Data entries
--- BEGIN ---
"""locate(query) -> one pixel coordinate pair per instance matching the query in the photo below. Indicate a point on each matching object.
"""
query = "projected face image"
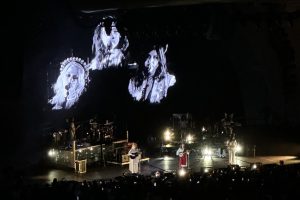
(152, 62)
(114, 37)
(153, 83)
(70, 84)
(109, 47)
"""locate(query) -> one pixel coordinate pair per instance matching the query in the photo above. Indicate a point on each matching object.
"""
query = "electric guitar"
(182, 153)
(134, 155)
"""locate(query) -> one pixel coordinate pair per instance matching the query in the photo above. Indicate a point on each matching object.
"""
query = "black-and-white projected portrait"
(153, 82)
(109, 46)
(70, 83)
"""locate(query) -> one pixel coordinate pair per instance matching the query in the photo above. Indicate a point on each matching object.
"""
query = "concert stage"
(167, 164)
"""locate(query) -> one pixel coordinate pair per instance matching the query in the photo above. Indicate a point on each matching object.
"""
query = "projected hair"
(103, 29)
(59, 89)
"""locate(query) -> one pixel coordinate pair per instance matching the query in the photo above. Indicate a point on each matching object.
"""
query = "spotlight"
(157, 174)
(182, 172)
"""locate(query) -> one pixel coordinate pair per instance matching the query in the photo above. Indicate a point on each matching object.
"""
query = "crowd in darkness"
(265, 182)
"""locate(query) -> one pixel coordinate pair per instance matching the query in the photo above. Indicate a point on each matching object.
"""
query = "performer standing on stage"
(231, 145)
(134, 159)
(183, 156)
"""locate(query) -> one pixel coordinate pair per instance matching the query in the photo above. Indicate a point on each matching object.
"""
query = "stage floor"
(167, 164)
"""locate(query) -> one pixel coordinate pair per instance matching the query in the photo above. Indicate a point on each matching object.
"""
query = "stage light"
(238, 148)
(167, 135)
(207, 152)
(51, 153)
(157, 174)
(182, 172)
(189, 138)
(166, 158)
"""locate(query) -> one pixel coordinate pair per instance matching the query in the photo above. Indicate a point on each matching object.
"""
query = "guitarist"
(134, 159)
(183, 156)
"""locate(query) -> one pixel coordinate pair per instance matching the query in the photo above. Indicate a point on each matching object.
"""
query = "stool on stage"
(80, 166)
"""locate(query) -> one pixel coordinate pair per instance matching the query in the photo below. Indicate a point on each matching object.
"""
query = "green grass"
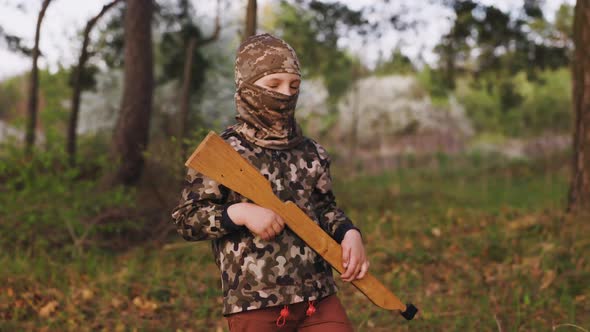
(477, 247)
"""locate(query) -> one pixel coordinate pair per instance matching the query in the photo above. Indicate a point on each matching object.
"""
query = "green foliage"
(398, 63)
(517, 106)
(10, 94)
(47, 205)
(54, 111)
(313, 33)
(474, 244)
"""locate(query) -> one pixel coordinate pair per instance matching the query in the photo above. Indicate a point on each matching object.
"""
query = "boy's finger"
(345, 257)
(351, 270)
(364, 269)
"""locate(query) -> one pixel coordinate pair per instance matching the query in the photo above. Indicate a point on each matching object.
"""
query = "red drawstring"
(310, 310)
(283, 317)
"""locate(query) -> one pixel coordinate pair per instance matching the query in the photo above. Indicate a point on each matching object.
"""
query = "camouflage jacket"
(256, 273)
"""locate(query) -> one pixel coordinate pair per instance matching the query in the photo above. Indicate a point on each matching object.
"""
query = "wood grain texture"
(218, 160)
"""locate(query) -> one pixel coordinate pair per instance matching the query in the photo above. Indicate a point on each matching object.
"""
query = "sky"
(66, 18)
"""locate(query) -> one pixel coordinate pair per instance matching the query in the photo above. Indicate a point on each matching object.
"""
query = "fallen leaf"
(524, 222)
(48, 309)
(86, 294)
(436, 232)
(116, 303)
(548, 279)
(145, 304)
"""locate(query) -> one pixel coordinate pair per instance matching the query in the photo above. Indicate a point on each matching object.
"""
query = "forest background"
(463, 155)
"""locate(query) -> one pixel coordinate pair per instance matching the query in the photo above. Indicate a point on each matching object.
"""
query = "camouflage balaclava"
(266, 118)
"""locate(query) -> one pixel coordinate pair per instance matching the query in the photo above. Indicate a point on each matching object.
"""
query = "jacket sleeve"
(202, 211)
(332, 219)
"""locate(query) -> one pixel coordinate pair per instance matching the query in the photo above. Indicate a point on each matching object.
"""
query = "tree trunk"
(579, 194)
(73, 124)
(34, 85)
(185, 96)
(132, 130)
(250, 19)
(187, 78)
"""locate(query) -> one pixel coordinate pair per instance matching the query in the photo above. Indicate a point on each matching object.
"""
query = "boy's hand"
(354, 259)
(260, 221)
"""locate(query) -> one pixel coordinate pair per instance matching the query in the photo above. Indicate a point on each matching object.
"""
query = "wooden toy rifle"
(218, 160)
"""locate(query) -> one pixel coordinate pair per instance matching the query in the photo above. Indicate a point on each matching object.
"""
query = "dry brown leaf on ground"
(548, 278)
(48, 309)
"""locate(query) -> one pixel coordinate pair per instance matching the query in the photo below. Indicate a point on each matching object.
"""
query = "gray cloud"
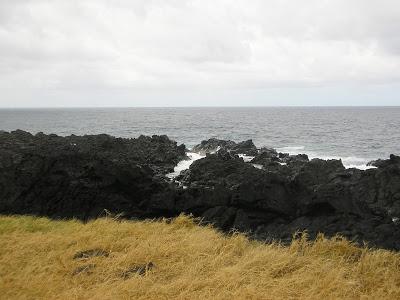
(92, 45)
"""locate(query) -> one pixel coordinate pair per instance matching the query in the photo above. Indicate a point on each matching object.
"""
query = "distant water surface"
(354, 134)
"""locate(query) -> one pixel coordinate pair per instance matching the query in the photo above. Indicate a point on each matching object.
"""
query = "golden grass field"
(190, 262)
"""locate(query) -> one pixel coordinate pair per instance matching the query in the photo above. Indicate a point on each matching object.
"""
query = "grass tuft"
(164, 259)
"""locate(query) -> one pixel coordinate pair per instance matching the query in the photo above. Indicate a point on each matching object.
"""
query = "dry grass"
(190, 262)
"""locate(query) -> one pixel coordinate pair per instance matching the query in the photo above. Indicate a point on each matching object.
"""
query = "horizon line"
(205, 106)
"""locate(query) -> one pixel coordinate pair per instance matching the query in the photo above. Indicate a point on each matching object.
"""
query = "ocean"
(354, 134)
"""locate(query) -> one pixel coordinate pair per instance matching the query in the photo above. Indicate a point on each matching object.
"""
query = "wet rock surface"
(81, 176)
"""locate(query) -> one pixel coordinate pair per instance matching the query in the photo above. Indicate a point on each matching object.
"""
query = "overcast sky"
(196, 53)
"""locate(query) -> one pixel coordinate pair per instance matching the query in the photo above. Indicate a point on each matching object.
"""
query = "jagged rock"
(213, 145)
(83, 176)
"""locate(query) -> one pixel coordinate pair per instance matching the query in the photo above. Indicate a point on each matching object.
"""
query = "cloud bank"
(53, 51)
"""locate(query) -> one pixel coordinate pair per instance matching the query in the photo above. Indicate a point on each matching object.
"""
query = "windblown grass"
(190, 262)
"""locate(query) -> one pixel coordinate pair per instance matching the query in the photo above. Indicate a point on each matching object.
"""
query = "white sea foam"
(246, 158)
(184, 164)
(257, 166)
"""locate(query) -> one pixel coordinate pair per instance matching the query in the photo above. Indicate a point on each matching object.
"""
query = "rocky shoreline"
(271, 196)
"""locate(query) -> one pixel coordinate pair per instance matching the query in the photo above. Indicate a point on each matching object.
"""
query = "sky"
(57, 53)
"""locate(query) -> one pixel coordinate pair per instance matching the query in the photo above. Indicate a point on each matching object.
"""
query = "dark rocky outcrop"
(82, 176)
(212, 145)
(318, 196)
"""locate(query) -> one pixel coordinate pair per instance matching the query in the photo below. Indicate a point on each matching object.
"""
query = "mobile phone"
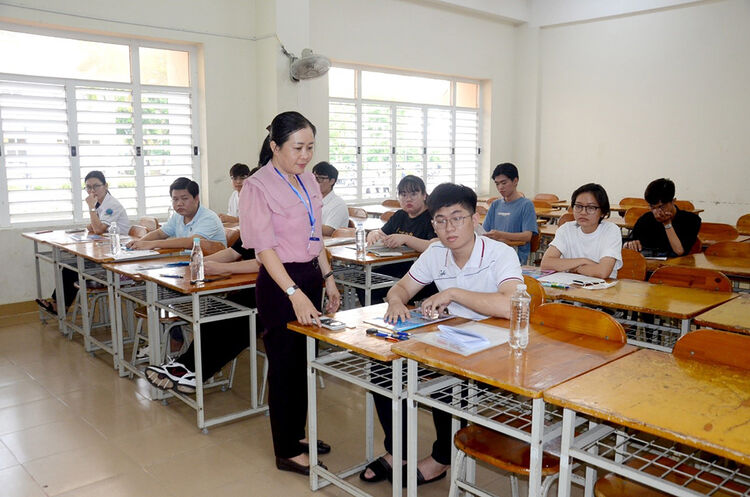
(332, 324)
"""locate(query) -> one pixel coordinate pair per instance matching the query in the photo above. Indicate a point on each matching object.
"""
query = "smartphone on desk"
(332, 324)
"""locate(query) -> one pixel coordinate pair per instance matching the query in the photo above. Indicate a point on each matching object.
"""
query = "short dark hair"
(599, 193)
(96, 174)
(446, 194)
(659, 191)
(239, 169)
(506, 169)
(184, 184)
(326, 169)
(411, 183)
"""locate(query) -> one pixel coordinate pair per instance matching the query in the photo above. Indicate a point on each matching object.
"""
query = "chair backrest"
(233, 234)
(536, 290)
(684, 205)
(743, 223)
(691, 277)
(719, 347)
(633, 202)
(577, 319)
(386, 216)
(718, 232)
(549, 197)
(633, 214)
(343, 233)
(633, 266)
(568, 216)
(150, 223)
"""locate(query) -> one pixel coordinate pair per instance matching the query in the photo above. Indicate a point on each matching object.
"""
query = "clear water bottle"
(114, 238)
(196, 261)
(360, 239)
(519, 318)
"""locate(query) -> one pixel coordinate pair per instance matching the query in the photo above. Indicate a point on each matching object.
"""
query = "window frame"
(136, 89)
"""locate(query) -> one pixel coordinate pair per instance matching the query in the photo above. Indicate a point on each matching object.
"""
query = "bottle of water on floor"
(519, 318)
(114, 238)
(196, 261)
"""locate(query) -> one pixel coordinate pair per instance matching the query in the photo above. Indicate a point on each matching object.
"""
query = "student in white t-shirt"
(590, 245)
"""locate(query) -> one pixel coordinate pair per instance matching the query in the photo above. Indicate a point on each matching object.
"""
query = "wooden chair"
(717, 232)
(710, 346)
(633, 266)
(633, 214)
(743, 224)
(548, 197)
(689, 277)
(511, 454)
(150, 223)
(633, 202)
(386, 216)
(729, 249)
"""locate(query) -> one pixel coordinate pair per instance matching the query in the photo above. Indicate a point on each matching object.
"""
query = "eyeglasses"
(590, 209)
(456, 222)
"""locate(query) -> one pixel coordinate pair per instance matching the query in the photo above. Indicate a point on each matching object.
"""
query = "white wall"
(629, 99)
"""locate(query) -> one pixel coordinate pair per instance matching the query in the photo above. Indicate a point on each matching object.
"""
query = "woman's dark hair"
(447, 194)
(599, 193)
(282, 126)
(411, 183)
(96, 174)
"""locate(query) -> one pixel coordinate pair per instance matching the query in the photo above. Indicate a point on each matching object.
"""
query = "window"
(71, 106)
(383, 126)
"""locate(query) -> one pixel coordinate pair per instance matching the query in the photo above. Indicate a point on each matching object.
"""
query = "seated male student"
(475, 278)
(221, 341)
(511, 217)
(190, 220)
(666, 230)
(335, 211)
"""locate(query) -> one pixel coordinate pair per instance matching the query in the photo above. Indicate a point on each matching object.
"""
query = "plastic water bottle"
(359, 238)
(196, 261)
(114, 238)
(519, 318)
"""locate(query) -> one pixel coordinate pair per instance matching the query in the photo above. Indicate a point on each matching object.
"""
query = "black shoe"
(295, 467)
(323, 448)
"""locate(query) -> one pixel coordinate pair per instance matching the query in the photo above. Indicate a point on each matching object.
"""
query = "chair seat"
(501, 451)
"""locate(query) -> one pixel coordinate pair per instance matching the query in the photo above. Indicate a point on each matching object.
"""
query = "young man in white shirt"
(335, 211)
(475, 276)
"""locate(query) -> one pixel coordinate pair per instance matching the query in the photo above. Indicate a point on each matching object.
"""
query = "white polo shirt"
(491, 263)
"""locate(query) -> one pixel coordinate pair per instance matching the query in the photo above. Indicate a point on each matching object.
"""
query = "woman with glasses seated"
(104, 209)
(590, 246)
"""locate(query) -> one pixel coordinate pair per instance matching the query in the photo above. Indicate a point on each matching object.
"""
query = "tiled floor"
(69, 425)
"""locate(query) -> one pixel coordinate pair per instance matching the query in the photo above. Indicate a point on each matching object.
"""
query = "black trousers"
(287, 361)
--- END ---
YOUR GOAL
Pick out every line of the listing above that contains the word "projected", and copy each one.

RESULT OF THE TASK
query = "projected face image"
query = "black-and-white projected portrait"
query = "projected hair"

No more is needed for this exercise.